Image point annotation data
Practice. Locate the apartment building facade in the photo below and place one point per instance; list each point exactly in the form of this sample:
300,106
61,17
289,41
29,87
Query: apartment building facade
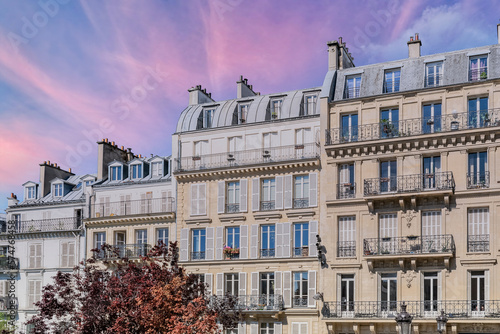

Given problem: Pick out each line of the data above that contains the string "building", and copy those lines in the order they appear.

Exercise solution:
Practice. Locate the apartment building facade in the photo below and place one point per instance; list each point exactly in the form of this sample:
Query: apartment building facade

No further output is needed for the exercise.